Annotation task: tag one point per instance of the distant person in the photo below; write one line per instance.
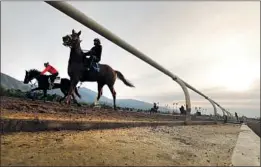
(236, 115)
(53, 71)
(182, 110)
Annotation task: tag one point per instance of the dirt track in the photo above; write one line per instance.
(179, 145)
(27, 109)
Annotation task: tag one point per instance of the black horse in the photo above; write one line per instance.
(77, 69)
(43, 84)
(154, 109)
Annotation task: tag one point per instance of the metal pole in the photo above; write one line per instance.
(90, 23)
(215, 109)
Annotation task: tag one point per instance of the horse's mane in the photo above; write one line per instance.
(34, 71)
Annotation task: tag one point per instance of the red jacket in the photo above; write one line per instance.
(50, 69)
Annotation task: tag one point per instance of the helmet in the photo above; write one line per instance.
(46, 64)
(96, 40)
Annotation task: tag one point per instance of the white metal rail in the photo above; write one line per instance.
(90, 23)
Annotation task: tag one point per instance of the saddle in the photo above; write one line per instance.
(57, 80)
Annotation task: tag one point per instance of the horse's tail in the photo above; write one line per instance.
(76, 92)
(121, 77)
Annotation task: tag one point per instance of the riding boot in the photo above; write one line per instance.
(50, 84)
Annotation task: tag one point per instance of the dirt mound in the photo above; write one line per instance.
(210, 145)
(21, 108)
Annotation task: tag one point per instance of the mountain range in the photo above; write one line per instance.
(88, 96)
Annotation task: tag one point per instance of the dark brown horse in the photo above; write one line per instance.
(77, 69)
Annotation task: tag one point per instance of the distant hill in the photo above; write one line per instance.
(88, 95)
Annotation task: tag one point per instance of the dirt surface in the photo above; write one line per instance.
(180, 145)
(28, 109)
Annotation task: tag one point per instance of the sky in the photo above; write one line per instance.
(213, 46)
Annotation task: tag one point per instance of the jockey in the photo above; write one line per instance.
(95, 54)
(53, 71)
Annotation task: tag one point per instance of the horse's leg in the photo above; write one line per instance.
(64, 93)
(75, 101)
(100, 86)
(45, 94)
(114, 96)
(32, 90)
(72, 86)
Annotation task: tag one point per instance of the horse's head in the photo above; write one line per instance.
(30, 75)
(72, 40)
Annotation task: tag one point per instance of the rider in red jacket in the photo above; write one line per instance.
(52, 70)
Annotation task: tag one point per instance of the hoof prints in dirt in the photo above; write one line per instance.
(16, 105)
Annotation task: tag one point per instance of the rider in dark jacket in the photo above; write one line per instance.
(95, 54)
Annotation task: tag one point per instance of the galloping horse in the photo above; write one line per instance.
(77, 69)
(43, 84)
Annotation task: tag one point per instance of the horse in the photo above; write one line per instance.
(154, 109)
(77, 69)
(43, 84)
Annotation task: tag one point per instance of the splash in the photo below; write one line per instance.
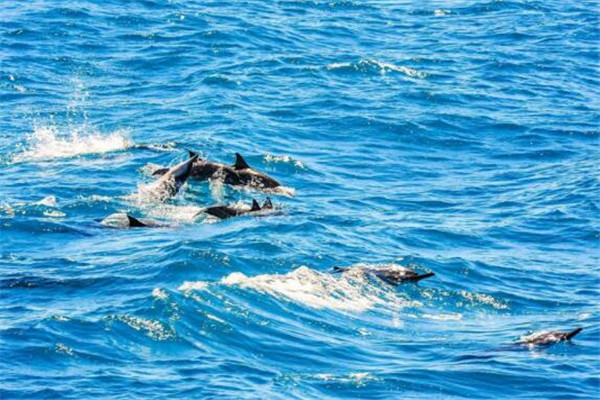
(270, 158)
(46, 142)
(350, 292)
(369, 65)
(48, 201)
(185, 286)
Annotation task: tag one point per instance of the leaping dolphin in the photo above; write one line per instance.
(238, 174)
(391, 273)
(548, 338)
(224, 212)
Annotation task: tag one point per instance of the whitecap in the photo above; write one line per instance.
(348, 292)
(187, 285)
(48, 201)
(46, 142)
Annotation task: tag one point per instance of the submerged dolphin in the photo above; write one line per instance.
(548, 338)
(224, 212)
(123, 220)
(392, 274)
(171, 180)
(238, 174)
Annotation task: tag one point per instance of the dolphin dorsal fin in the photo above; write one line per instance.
(267, 204)
(134, 222)
(240, 163)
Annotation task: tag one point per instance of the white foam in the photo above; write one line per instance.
(346, 292)
(46, 142)
(159, 294)
(185, 286)
(48, 201)
(383, 67)
(270, 158)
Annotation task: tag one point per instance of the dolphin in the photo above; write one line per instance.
(238, 174)
(391, 273)
(171, 180)
(224, 212)
(547, 338)
(124, 220)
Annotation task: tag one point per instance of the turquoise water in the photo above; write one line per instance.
(453, 137)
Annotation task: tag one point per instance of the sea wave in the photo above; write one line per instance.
(48, 142)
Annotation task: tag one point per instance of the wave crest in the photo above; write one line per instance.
(46, 142)
(349, 292)
(375, 66)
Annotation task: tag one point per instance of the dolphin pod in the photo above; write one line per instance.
(224, 212)
(548, 338)
(241, 174)
(238, 174)
(172, 180)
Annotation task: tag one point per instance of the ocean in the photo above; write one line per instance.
(453, 137)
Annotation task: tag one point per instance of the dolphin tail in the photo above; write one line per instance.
(338, 270)
(571, 334)
(422, 276)
(240, 163)
(134, 222)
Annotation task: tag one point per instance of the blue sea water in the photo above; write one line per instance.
(451, 136)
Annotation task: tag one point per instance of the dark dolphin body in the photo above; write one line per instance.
(123, 221)
(238, 174)
(172, 179)
(392, 274)
(548, 338)
(224, 212)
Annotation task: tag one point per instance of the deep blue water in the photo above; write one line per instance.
(456, 137)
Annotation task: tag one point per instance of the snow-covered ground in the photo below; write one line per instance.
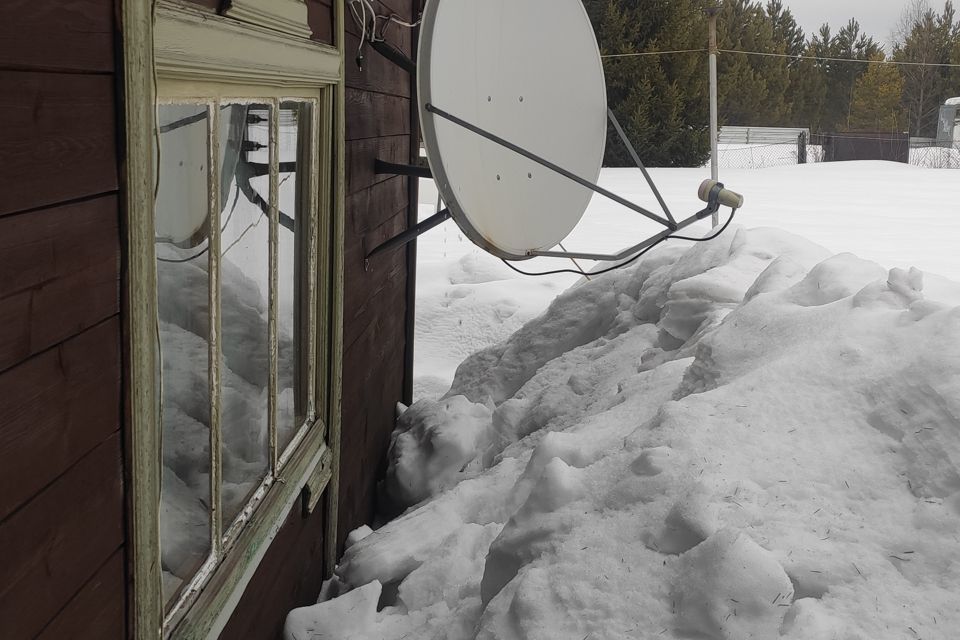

------------------------------------

> _WRITTEN REQUEST_: Rewrite all of the rows above, replacing "Annotation task" with "Labeling task" each time it appears and leaving everything else unchanged. Omit the pictures from your answer.

> _SOLUTION TO THIS PROBLEM_:
Labeling task: tag one point per instance of the distant person in the photo below; write one line per instance.
(236, 115)
(53, 71)
(182, 110)
Labeling task: tag one point per instance of the dirt track in the photo above; write one line per instance.
(179, 145)
(27, 109)
Labeling task: tag one point per instance of the black horse in the photo above; write one line per instance.
(77, 69)
(43, 84)
(154, 109)
Labeling task: tag one point per instance of the metal pole in the photo above; write one line per instance.
(90, 23)
(215, 109)
Labeling task: tag one point per instance of the horse's mane in the photo above; write one line per instance.
(34, 71)
Labeling task: tag one point per instance of the red jacket in the photo above; write one line per instance.
(50, 69)
Labeling task: tag one point per instance of the helmet in the photo above; write one line per instance.
(46, 64)
(96, 40)
Labeling task: tag one point per instance of the white metal rail in the photo above; write one line per instance.
(90, 23)
Labeling task: tag one point per instance of the saddle in the photo above; write one line per instance.
(57, 80)
Labeling task: tag one point per instance of the horse's tail in the photo above; write one line per instance.
(76, 92)
(121, 77)
Labeling task: tag one point per instance of the riding boot in the photo above; write one line per instance.
(50, 84)
Labeling task: tag one point per instance of the dirt mound in the photo above; write one line per instance.
(210, 145)
(21, 108)
Labeling task: tag one point per instance of the mountain range in the photo above; write one line per instance.
(88, 96)
Labeling task: tag one point per instance of the dark brown horse in the photo above; write one line per instance.
(77, 69)
Labeling task: tag one point per instance of the distant hill in the photo above; write one line per instance.
(88, 95)
Labeling task: tag one point per instance of the dirt surface in the photo above; write one line per instance.
(180, 145)
(28, 109)
Labeling task: tag one point per instance of the sky in the photo above; write one line per instance.
(213, 46)
Labeling task: tag one point per instance of the jockey in the photo above; write one line per instance.
(95, 54)
(53, 71)
Labeling task: tag one point per instance of the horse's leg in the photo above; write one line per instance.
(64, 93)
(75, 101)
(100, 86)
(45, 94)
(114, 96)
(32, 90)
(72, 86)
Labeling task: tag one point per instance of the horse's head in the photo above; write one line per instance.
(30, 75)
(72, 40)
Labeling task: tag one point per instance of the rider in red jacket in the photo above; write one line per instance.
(52, 70)
Labeling task: tag one point per instance of the hoof prints in dirt in the photo above; write one line per instance.
(16, 105)
Labeling task: tag one point per instance of the rider in dark jacket in the photo above; write one line per instance.
(95, 54)
Labeling task: tag one point per instance of the galloping horse in the photo above; write one line per instance.
(77, 69)
(43, 84)
Labeling task: tag one point per instance of the horse in the photo above; write one line per instance.
(154, 109)
(77, 69)
(43, 84)
Labeling task: tag one point per instance of the splash in the photo below; write one line per instance.
(270, 158)
(46, 142)
(350, 292)
(369, 65)
(48, 201)
(185, 286)
Labeling task: tag one point per instance of the leaping dolphin in the photo above; write one line per instance.
(238, 174)
(391, 273)
(548, 338)
(224, 212)
Labeling task: tag one point per instance of the whitecap in the photo above; write one line per instance.
(348, 292)
(187, 285)
(48, 201)
(46, 142)
Labeling task: tag one point per instance of the submerged dolphin in the photo above; write one line per instance.
(548, 338)
(224, 212)
(123, 220)
(392, 274)
(171, 180)
(238, 174)
Labeling task: tag one point per instance of the dolphin dorsal fin in the photo above; write one line per instance.
(267, 204)
(134, 222)
(240, 163)
Labeling task: tag one point per instance of the white foam in the photo above; write one line per instance.
(346, 292)
(46, 142)
(159, 294)
(185, 286)
(48, 201)
(383, 67)
(270, 158)
Labeling task: tag one point per instance of the dolphin in the photo above; write one line per instance.
(238, 174)
(391, 273)
(171, 180)
(224, 212)
(547, 338)
(124, 220)
Labeling task: tag one point per instance of the turquoise water in the photo above; write one line per instance.
(453, 137)
Labeling task: tag one point per instance of the sea wave in the photo above; write one line per instance.
(48, 142)
Labeling task: tag one point per instance of the wave crest in the photo above; write one line per instance.
(46, 142)
(349, 292)
(375, 66)
Labeling task: tag one point per instance of the dolphin pod in the photo above; write one line per instance.
(224, 212)
(548, 338)
(241, 174)
(238, 174)
(172, 180)
Labeling task: tag one point per instance of the ocean in the photo above; write one line per instance.
(453, 137)
Labeling task: tag one point per instance of the dolphin tail in the photo above; write one line per instance.
(338, 270)
(571, 334)
(422, 276)
(240, 163)
(134, 222)
Labeling task: tag one point per instance of the blue sea water in the photo above; write one line per instance.
(451, 136)
Labeling task: tag one point per instance of the dark dolphin body in the photo above; write one line per instance.
(123, 221)
(238, 174)
(172, 179)
(392, 274)
(548, 338)
(224, 212)
Labeling task: tag one point per instance of the deep blue water in the photo above; write one line per instance.
(456, 137)
Labeling task: tag one point per instance of the snow-covered ground in the photo below; write one line per instance.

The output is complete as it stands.